** INPUT follows **
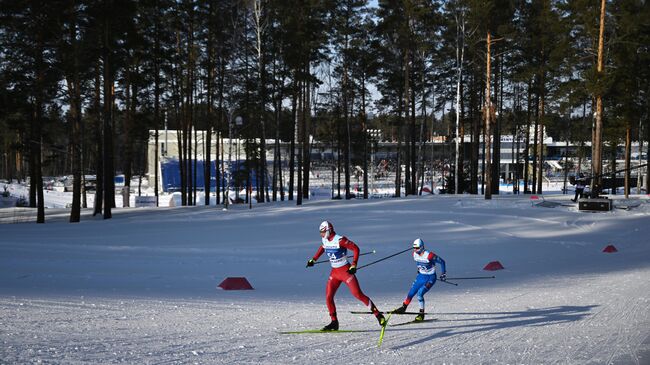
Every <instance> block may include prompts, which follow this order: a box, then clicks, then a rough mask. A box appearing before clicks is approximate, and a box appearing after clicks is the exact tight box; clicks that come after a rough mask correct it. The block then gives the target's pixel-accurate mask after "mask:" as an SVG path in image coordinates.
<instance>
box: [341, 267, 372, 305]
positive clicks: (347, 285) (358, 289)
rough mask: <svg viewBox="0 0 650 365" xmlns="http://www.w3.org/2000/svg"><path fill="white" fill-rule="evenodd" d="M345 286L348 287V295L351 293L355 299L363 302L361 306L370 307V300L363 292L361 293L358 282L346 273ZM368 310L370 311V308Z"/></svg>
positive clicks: (355, 277) (359, 287) (351, 276)
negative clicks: (368, 309)
mask: <svg viewBox="0 0 650 365" xmlns="http://www.w3.org/2000/svg"><path fill="white" fill-rule="evenodd" d="M345 285H347V286H348V288H349V289H350V293H352V295H354V297H355V298H357V299H359V300H360V301H362V302H363V304H365V305H366V306H368V307H370V303H371V300H370V298H368V296H367V295H365V294H364V293H363V291H361V287H360V286H359V281H358V280H357V277H356V276H354V275H352V274H349V273H348V274H347V277H346V278H345ZM370 310H372V308H371V309H370Z"/></svg>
** End of INPUT **
**TASK PROMPT**
Write the lines above out again exactly, without any of their pictures.

**WRITTEN RESPONSE**
Every <instance> block may include prompts, which follow this order: a box, then clicks, then a rough mask. A box appearing before clicks is approximate, and a box appearing after clicks is the exact tight box; clicks that come after a rough mask correct it. The block then gives the target's pixel-accurate mask after "mask:" as an SVG path in image coordinates.
<instance>
box: [341, 267, 372, 305]
positive clicks: (347, 285) (358, 289)
rough mask: <svg viewBox="0 0 650 365" xmlns="http://www.w3.org/2000/svg"><path fill="white" fill-rule="evenodd" d="M345 286L348 287V295L351 293L355 299L363 302L361 306L370 307V300L363 292L361 293L358 282L346 273ZM368 310L370 311V308Z"/></svg>
positive clicks: (355, 277) (359, 287) (351, 276)
negative clicks: (368, 309)
mask: <svg viewBox="0 0 650 365" xmlns="http://www.w3.org/2000/svg"><path fill="white" fill-rule="evenodd" d="M345 285H347V286H348V288H349V289H350V293H352V295H354V297H355V298H357V299H359V300H360V301H362V302H363V304H365V305H366V306H368V307H370V303H371V300H370V298H368V296H367V295H365V294H364V293H363V291H361V287H360V286H359V281H358V280H357V277H356V276H354V275H352V274H349V273H348V274H347V277H346V278H345ZM370 310H372V308H371V309H370Z"/></svg>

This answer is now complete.